Material supplied →
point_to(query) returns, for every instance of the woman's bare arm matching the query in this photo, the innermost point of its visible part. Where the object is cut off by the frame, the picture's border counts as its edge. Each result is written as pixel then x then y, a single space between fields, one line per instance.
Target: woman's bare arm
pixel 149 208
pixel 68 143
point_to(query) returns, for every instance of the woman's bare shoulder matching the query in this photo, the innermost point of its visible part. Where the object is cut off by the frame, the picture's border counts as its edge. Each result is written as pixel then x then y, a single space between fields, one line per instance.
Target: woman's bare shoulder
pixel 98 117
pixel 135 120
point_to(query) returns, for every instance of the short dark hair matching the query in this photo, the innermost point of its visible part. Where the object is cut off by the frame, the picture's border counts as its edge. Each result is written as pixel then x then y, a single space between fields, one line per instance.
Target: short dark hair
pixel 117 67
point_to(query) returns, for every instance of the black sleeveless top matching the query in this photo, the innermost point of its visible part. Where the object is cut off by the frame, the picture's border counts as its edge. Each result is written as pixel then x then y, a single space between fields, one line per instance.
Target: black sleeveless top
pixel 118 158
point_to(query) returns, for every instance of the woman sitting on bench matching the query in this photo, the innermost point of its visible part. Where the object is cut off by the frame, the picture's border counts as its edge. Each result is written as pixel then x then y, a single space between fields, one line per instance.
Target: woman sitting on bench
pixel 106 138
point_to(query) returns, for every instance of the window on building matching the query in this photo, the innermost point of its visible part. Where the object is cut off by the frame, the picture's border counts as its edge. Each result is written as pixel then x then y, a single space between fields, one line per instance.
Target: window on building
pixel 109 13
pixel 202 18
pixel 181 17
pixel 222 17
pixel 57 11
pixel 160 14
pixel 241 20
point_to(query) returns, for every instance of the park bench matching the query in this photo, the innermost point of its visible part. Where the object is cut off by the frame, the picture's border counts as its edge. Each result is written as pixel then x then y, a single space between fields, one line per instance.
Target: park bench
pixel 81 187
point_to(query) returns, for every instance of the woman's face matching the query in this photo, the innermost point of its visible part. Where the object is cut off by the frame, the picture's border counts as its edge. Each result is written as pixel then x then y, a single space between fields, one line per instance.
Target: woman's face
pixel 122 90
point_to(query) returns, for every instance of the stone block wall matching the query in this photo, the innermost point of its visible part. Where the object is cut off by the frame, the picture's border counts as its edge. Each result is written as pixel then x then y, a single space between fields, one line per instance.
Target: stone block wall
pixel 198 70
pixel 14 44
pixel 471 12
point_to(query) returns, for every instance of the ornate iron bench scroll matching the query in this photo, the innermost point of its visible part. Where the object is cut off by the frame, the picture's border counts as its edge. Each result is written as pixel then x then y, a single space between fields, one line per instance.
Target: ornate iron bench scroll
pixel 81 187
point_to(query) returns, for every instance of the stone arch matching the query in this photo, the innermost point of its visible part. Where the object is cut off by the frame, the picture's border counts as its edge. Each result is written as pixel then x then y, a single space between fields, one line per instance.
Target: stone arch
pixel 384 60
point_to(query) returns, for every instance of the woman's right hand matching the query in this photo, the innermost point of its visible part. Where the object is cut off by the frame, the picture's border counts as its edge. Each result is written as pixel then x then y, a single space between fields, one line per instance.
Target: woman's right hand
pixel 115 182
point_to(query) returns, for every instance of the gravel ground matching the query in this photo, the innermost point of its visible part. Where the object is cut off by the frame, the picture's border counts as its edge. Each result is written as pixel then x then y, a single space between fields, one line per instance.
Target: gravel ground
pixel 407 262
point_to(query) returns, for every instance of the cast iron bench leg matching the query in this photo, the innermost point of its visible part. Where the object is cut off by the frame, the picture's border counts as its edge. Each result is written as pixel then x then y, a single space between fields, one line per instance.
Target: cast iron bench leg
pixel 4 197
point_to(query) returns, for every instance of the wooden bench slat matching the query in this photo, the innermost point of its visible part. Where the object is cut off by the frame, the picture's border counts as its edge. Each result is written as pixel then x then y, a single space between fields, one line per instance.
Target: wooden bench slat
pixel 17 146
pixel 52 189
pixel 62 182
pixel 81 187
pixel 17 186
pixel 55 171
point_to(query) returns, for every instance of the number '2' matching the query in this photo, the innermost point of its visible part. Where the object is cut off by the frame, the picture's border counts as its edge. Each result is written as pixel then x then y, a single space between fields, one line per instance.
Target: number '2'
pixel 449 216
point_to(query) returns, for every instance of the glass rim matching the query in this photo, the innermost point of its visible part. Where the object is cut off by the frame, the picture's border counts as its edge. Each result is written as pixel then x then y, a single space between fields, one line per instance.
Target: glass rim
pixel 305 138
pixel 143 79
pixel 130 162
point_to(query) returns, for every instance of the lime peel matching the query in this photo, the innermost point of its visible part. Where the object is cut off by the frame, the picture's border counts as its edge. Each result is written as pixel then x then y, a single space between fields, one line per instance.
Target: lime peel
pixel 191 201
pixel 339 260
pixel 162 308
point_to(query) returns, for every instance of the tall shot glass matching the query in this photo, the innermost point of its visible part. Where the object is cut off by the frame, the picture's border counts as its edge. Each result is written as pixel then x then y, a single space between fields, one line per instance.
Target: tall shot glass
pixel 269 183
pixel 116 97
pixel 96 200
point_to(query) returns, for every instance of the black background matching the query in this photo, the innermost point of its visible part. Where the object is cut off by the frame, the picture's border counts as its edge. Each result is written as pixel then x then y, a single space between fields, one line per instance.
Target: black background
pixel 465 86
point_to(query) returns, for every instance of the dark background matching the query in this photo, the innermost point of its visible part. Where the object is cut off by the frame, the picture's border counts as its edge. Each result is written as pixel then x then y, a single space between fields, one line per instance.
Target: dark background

Do this → Put the lines above into a numbered list, leaving out any blank lines.

Right answer →
1. point_to(query) returns, for every instance of the woman's bare arm matching the query in this photo, the innermost point of its visible part. Where the object is cut off by the frame, the picture's border counts as its edge. Each result is written as pixel then x then y, a single space between fields, one line per instance.
2. Target: woman's bare arm
3. pixel 149 208
4. pixel 68 143
5. point_to(query) returns, for every instance of the woman's bare shoulder matching the query in this photo, the innermost point of its visible part. Where the object is cut off by the frame, the picture's border counts as its edge. Each result is written as pixel then x then y, a single space between fields, one line per instance.
6. Target: woman's bare shoulder
7. pixel 98 117
8. pixel 135 120
9. point_to(query) returns, for every instance of the short dark hair matching the query in this photo, the innermost point of its visible part. Where the object is cut off by the frame, the picture's border counts as its edge. Each result is written as pixel then x then y, a single space between fields, one line per instance.
10. Target: short dark hair
11. pixel 117 67
12. point_to(query) returns, for every instance of the black sleeveless top matching the query in this photo, the innermost point of its visible part. Where the object is cut off by the frame, the picture's border counts as its edge. Each result is written as pixel then x then y, a single space between fields, one line per instance.
13. Target: black sleeveless top
14. pixel 118 158
15. point_to(query) returns, for every instance of the woman sitting on bench matching the query in this photo, the innermost point of its visible part. Where the object is cut off by the frame, the picture's border counts as its edge. Each result is written as pixel then x then y, a single space between fields, one line per instance.
16. Target: woman sitting on bench
17. pixel 106 138
18. point_to(query) returns, for every instance of the window on building matching the query in this photo, the innermost point of its visible part. Where the object is cut off by the frame, the picture's border counts as its edge. Each result is written as pixel then x then y, a single space between fields, one line per instance.
19. Target: window on building
20. pixel 109 13
21. pixel 202 18
22. pixel 181 17
23. pixel 222 17
24. pixel 57 11
25. pixel 160 14
26. pixel 241 20
27. point_to(query) returns, for every instance of the park bench matching the query in this photo, the innermost point of its visible part. Where the object is cut off by the frame, the picture's border counts as its edge. Each result is written as pixel then x then y, a single space between fields, one line per instance.
28. Target: park bench
29. pixel 81 187
30. point_to(query) returns, for every instance of the woman's face matching the query in this photo, the innermost point of its visible part. Where the object is cut off by the frame, the picture's border counts as its edge. Each result is written as pixel then x then y, a single space between fields, one line per instance.
31. Target: woman's face
32. pixel 122 90
33. point_to(query) returns, for every instance of the stone block wall matching the query in this photo, the innermost point of its visible part. Where the object is cut off by the frame, the picture's border counts as its edge. Each result is written as pixel then x then y, a single space between fields, one line per instance.
34. Target: stone block wall
35. pixel 198 70
36. pixel 14 44
37. pixel 471 12
38. point_to(query) returns, for every instance of the ornate iron bench scroll matching the query in this photo, the innermost point of its visible part. Where the object is cut off by the frame, the picture's border counts as its edge. Each result is written as pixel then x then y, a single space between fields, one line per instance.
39. Target: ornate iron bench scroll
40. pixel 81 187
41. point_to(query) returns, for every instance of the stone arch matching the query in this photo, the innermost point of its visible part. Where the object is cut off by the frame, the picture's border counts as its edge. Each result is written as pixel then x then y, a single space between fields, one line per instance.
42. Target: stone arch
43. pixel 384 60
44. point_to(query) returns, for every instance of the woman's right hand matching the query in this photo, the innermost point of its visible part. Where the object is cut off by the frame, the picture's border counts as its edge. Each result is written as pixel then x then y, a single space between fields, one line per instance.
45. Target: woman's right hand
46. pixel 115 182
47. point_to(query) returns, for every instance of the gravel ground matching the query in this photo, the innermost point of its visible part. Where the object is cut off by the frame, the picture's border counts as its edge. Each result is written as pixel then x then y, a single space between fields, one line per instance.
48. Target: gravel ground
49. pixel 407 262
50. point_to(query) returns, for every instance of the cast iron bench leg matching the query in this photo, the innermost point of its visible part. Where the object is cut off by the frame, the picture's border counts as its edge. Each result is written as pixel then x then y, a single space between fields, one line per instance.
51. Target: cast iron bench leg
52. pixel 4 197
53. point_to(query) returns, for every instance of the wooden bench slat matching the query in this photo, the innermost point of its visible part. Where the object is cut off by the frame, the picture's border counts as its edge. Each result is written as pixel then x then y, a single space between fields, one line per instance.
54. Target: wooden bench slat
55. pixel 17 146
56. pixel 52 189
57. pixel 62 182
58. pixel 81 187
59. pixel 17 186
60. pixel 55 171
61. point_to(query) returns, for every instance of the number '2' matching the query in this photo, the innermost point of its visible part. Where the object is cut off by the frame, the picture's border counts as its edge. Each result is written as pixel then x then y, a single space between fields, one line per instance.
62. Target: number '2'
63. pixel 449 216
64. point_to(query) returns, for every instance of the glass rim matching the query in this photo, the innermost point of its visible part. Where the object is cut off by the frame, the picture's border counts as its edge. Each result is written as pixel then x then y, a single space between fields, one line per instance.
65. Target: glass rim
66. pixel 305 138
67. pixel 143 79
68. pixel 130 162
69. point_to(query) returns, for every instance of the lime peel matching the query in this photo, the innermost point of its visible part. Where the object is cut off by the frame, the picture's border counts as its edge. Each result is written as pixel then x then y, a single space between fields, one line per instance.
70. Target: lime peel
71. pixel 191 201
72. pixel 339 260
73. pixel 162 308
74. point_to(query) returns, for every instance of the tall shot glass matching the query in this photo, the innermost point of its visible part. Where the object is cut off by the frame, the picture's border counts as its edge. Each result is written as pixel then x then y, a single space between fields, one line per instance.
75. Target: tall shot glass
76. pixel 269 183
77. pixel 116 97
78. pixel 96 200
79. point_to(query) returns, for every instance of the black background matching the query in this photo, the innermost point of its visible part. Where the object is cut off by the frame, the picture's border counts as its edge. Each result is written as pixel then x then y, a single space between fields, one line per instance.
80. Target: black background
81. pixel 465 86
82. point_to(query) returns, for every instance of the dark background matching the query in this photo, the innermost point of its visible part. Where the object is cut off by the frame, the picture's border counts as its edge. Each result is written as pixel then x then y, a single space between fields, one line per instance.
83. Target: dark background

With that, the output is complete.